■ **Exercise aim**:
According to the repository description, what place did the proposed training pipeline earn in the Cooking Activity Recognition Challenge?

This repo contains sample code for training deep learning pipelines on multimodal data containing missing and misaligned samples, noisy artifacts and data with variable sampling rates and timing errors, intended for complex event processing. We have benchmarked the pipeline on complex activity recognition using the Cooking Activity Recognition Dataset. [Paper] [Slides] [Presentation Video]

The proposed training pipeline stood 3rd in the Cooking Activity Recognition Challenge out of 78 teams and was awarded the 2020 IEEE Lance Stafford Larson Student Award by IEEE Computer Society.

■ **Listed records**:
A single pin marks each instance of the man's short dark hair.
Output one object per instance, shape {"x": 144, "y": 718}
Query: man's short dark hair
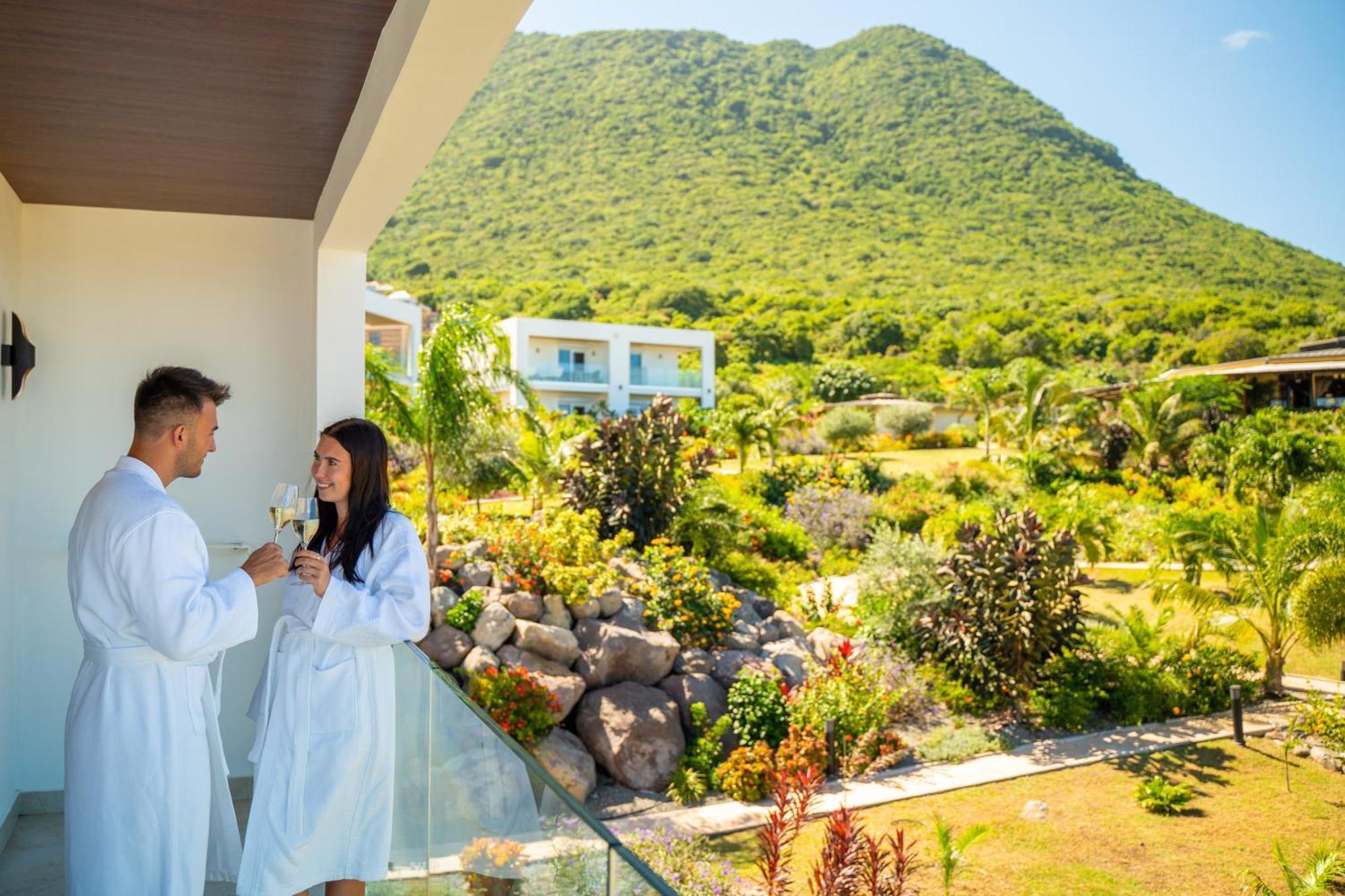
{"x": 173, "y": 396}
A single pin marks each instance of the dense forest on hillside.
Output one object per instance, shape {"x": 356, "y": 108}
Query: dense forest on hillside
{"x": 890, "y": 198}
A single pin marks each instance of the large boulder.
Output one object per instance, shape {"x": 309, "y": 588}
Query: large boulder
{"x": 563, "y": 754}
{"x": 479, "y": 659}
{"x": 634, "y": 732}
{"x": 555, "y": 612}
{"x": 731, "y": 663}
{"x": 610, "y": 602}
{"x": 825, "y": 642}
{"x": 551, "y": 642}
{"x": 566, "y": 685}
{"x": 696, "y": 689}
{"x": 478, "y": 572}
{"x": 693, "y": 659}
{"x": 524, "y": 604}
{"x": 447, "y": 646}
{"x": 611, "y": 654}
{"x": 494, "y": 626}
{"x": 793, "y": 657}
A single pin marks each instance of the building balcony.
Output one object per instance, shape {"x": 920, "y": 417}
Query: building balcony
{"x": 665, "y": 378}
{"x": 570, "y": 373}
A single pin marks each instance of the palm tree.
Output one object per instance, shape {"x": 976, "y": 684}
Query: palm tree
{"x": 463, "y": 364}
{"x": 778, "y": 416}
{"x": 983, "y": 389}
{"x": 740, "y": 425}
{"x": 1038, "y": 391}
{"x": 952, "y": 850}
{"x": 1276, "y": 567}
{"x": 1163, "y": 423}
{"x": 1325, "y": 873}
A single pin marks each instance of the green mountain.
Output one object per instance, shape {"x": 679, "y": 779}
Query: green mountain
{"x": 888, "y": 194}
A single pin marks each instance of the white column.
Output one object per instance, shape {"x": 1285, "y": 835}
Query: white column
{"x": 340, "y": 337}
{"x": 619, "y": 373}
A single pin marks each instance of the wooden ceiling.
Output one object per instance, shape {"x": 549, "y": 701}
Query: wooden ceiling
{"x": 224, "y": 107}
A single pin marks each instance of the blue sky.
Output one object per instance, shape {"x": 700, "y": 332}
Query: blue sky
{"x": 1237, "y": 107}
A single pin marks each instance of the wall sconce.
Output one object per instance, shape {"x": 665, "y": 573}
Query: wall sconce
{"x": 20, "y": 356}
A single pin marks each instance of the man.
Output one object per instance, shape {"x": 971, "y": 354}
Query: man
{"x": 146, "y": 782}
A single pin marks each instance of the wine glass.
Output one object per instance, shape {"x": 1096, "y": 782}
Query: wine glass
{"x": 306, "y": 521}
{"x": 282, "y": 507}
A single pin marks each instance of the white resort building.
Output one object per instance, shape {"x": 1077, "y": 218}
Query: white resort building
{"x": 576, "y": 366}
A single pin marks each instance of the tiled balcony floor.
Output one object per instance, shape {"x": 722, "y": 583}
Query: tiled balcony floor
{"x": 33, "y": 862}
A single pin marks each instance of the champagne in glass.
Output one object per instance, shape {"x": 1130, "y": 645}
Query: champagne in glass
{"x": 282, "y": 507}
{"x": 306, "y": 521}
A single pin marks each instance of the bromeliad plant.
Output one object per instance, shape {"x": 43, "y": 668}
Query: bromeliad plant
{"x": 681, "y": 599}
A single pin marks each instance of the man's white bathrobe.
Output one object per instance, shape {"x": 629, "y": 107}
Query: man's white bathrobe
{"x": 325, "y": 708}
{"x": 146, "y": 780}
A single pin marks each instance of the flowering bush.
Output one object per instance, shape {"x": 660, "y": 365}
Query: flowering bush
{"x": 848, "y": 692}
{"x": 465, "y": 612}
{"x": 758, "y": 709}
{"x": 521, "y": 706}
{"x": 748, "y": 774}
{"x": 680, "y": 596}
{"x": 832, "y": 517}
{"x": 802, "y": 748}
{"x": 1321, "y": 717}
{"x": 489, "y": 862}
{"x": 875, "y": 751}
{"x": 687, "y": 862}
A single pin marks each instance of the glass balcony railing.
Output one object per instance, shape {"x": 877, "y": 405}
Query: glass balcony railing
{"x": 474, "y": 813}
{"x": 654, "y": 377}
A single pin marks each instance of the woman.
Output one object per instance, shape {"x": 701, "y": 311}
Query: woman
{"x": 323, "y": 798}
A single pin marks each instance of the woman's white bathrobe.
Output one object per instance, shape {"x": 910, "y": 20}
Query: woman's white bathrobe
{"x": 147, "y": 788}
{"x": 325, "y": 708}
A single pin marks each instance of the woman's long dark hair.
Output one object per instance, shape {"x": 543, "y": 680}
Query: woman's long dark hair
{"x": 368, "y": 499}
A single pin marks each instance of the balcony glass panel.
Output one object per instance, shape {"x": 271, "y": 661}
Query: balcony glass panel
{"x": 474, "y": 813}
{"x": 672, "y": 378}
{"x": 570, "y": 373}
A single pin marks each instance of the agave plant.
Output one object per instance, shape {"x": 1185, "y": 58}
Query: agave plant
{"x": 1325, "y": 873}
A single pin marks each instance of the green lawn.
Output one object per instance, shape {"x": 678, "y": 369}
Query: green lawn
{"x": 1124, "y": 588}
{"x": 1097, "y": 840}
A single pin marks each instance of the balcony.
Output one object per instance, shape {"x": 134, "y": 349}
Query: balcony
{"x": 665, "y": 378}
{"x": 570, "y": 373}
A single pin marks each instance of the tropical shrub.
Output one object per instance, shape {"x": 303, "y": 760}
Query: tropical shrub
{"x": 899, "y": 581}
{"x": 848, "y": 692}
{"x": 748, "y": 774}
{"x": 1157, "y": 795}
{"x": 681, "y": 599}
{"x": 1321, "y": 717}
{"x": 636, "y": 473}
{"x": 906, "y": 419}
{"x": 758, "y": 709}
{"x": 954, "y": 741}
{"x": 835, "y": 517}
{"x": 688, "y": 862}
{"x": 847, "y": 428}
{"x": 802, "y": 748}
{"x": 465, "y": 612}
{"x": 1011, "y": 606}
{"x": 521, "y": 706}
{"x": 843, "y": 382}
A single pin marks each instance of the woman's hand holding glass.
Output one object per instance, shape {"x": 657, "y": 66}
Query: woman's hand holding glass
{"x": 313, "y": 569}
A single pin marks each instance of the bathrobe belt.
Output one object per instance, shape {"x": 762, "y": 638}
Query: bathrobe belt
{"x": 303, "y": 642}
{"x": 227, "y": 848}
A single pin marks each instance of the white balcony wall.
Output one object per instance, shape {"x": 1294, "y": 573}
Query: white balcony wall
{"x": 10, "y": 607}
{"x": 106, "y": 295}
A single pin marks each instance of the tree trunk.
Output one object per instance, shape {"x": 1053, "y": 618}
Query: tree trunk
{"x": 1276, "y": 673}
{"x": 431, "y": 507}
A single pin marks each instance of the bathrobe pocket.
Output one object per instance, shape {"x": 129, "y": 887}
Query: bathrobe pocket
{"x": 334, "y": 696}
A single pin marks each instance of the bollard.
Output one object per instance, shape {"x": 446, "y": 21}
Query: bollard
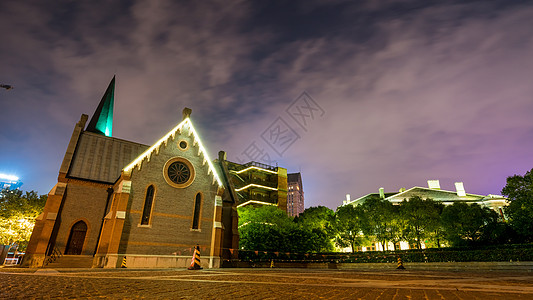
{"x": 195, "y": 262}
{"x": 400, "y": 264}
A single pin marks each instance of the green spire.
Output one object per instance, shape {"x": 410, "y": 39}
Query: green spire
{"x": 102, "y": 120}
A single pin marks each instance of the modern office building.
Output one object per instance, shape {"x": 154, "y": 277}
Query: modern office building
{"x": 118, "y": 201}
{"x": 433, "y": 191}
{"x": 11, "y": 182}
{"x": 257, "y": 184}
{"x": 295, "y": 195}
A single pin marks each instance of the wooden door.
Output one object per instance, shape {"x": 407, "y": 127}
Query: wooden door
{"x": 76, "y": 238}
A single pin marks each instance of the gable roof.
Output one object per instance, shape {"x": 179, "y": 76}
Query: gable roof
{"x": 101, "y": 158}
{"x": 437, "y": 195}
{"x": 102, "y": 120}
{"x": 186, "y": 124}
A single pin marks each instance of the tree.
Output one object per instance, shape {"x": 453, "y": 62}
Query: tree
{"x": 519, "y": 190}
{"x": 319, "y": 221}
{"x": 421, "y": 216}
{"x": 18, "y": 212}
{"x": 465, "y": 224}
{"x": 349, "y": 226}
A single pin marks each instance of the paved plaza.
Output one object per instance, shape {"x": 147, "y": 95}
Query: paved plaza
{"x": 262, "y": 284}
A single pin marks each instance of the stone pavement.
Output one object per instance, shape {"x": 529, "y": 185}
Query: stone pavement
{"x": 262, "y": 284}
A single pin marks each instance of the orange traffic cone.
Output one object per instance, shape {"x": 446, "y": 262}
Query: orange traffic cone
{"x": 195, "y": 263}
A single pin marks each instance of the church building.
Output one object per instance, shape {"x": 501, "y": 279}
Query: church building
{"x": 120, "y": 203}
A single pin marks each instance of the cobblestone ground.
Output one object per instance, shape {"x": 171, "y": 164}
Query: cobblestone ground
{"x": 261, "y": 284}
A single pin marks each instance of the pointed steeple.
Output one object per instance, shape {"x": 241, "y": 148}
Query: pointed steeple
{"x": 102, "y": 120}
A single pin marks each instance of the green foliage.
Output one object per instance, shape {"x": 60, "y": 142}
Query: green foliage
{"x": 349, "y": 224}
{"x": 464, "y": 224}
{"x": 267, "y": 228}
{"x": 382, "y": 221}
{"x": 422, "y": 218}
{"x": 18, "y": 212}
{"x": 320, "y": 222}
{"x": 519, "y": 190}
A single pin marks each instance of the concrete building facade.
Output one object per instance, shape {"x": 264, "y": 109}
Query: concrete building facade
{"x": 258, "y": 184}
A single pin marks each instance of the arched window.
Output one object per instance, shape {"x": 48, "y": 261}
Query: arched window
{"x": 76, "y": 238}
{"x": 147, "y": 210}
{"x": 196, "y": 214}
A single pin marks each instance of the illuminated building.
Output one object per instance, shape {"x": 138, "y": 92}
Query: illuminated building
{"x": 295, "y": 195}
{"x": 9, "y": 182}
{"x": 116, "y": 199}
{"x": 257, "y": 184}
{"x": 434, "y": 192}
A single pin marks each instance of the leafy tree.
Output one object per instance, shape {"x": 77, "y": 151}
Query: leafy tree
{"x": 519, "y": 190}
{"x": 421, "y": 216}
{"x": 465, "y": 224}
{"x": 18, "y": 212}
{"x": 381, "y": 220}
{"x": 267, "y": 228}
{"x": 349, "y": 225}
{"x": 319, "y": 221}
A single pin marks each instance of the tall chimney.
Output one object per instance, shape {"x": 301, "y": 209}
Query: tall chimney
{"x": 460, "y": 188}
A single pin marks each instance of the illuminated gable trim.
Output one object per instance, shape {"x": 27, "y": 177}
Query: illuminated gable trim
{"x": 172, "y": 133}
{"x": 256, "y": 185}
{"x": 255, "y": 201}
{"x": 254, "y": 167}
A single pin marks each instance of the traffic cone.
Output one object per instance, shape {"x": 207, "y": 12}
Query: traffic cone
{"x": 400, "y": 264}
{"x": 195, "y": 263}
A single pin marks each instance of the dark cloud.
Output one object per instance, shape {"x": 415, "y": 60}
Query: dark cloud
{"x": 412, "y": 90}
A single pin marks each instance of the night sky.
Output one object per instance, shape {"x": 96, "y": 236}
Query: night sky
{"x": 403, "y": 91}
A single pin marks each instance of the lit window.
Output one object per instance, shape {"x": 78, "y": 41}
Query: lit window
{"x": 147, "y": 210}
{"x": 196, "y": 214}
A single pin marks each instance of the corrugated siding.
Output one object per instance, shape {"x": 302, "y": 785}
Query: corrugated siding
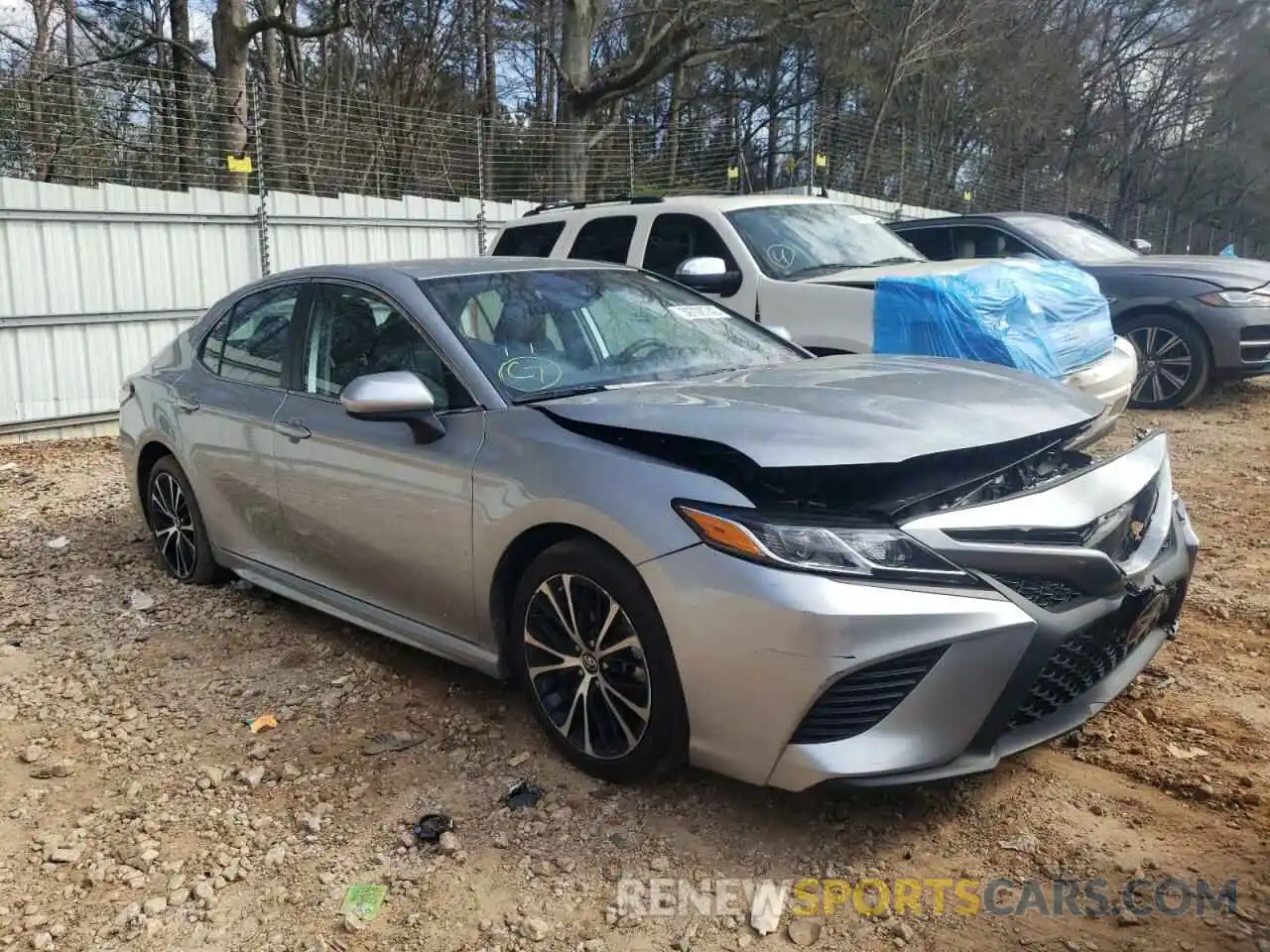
{"x": 95, "y": 281}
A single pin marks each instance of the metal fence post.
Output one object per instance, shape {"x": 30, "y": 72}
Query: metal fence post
{"x": 262, "y": 214}
{"x": 480, "y": 184}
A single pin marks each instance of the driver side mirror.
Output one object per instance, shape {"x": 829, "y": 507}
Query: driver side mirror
{"x": 708, "y": 276}
{"x": 395, "y": 397}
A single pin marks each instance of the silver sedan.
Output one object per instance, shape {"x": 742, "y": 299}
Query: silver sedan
{"x": 685, "y": 539}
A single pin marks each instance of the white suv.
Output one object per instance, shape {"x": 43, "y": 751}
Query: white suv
{"x": 817, "y": 285}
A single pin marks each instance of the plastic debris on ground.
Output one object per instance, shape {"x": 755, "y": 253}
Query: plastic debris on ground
{"x": 431, "y": 826}
{"x": 389, "y": 743}
{"x": 263, "y": 722}
{"x": 522, "y": 796}
{"x": 1046, "y": 317}
{"x": 362, "y": 900}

■ **Result**:
3rd out of 78 teams.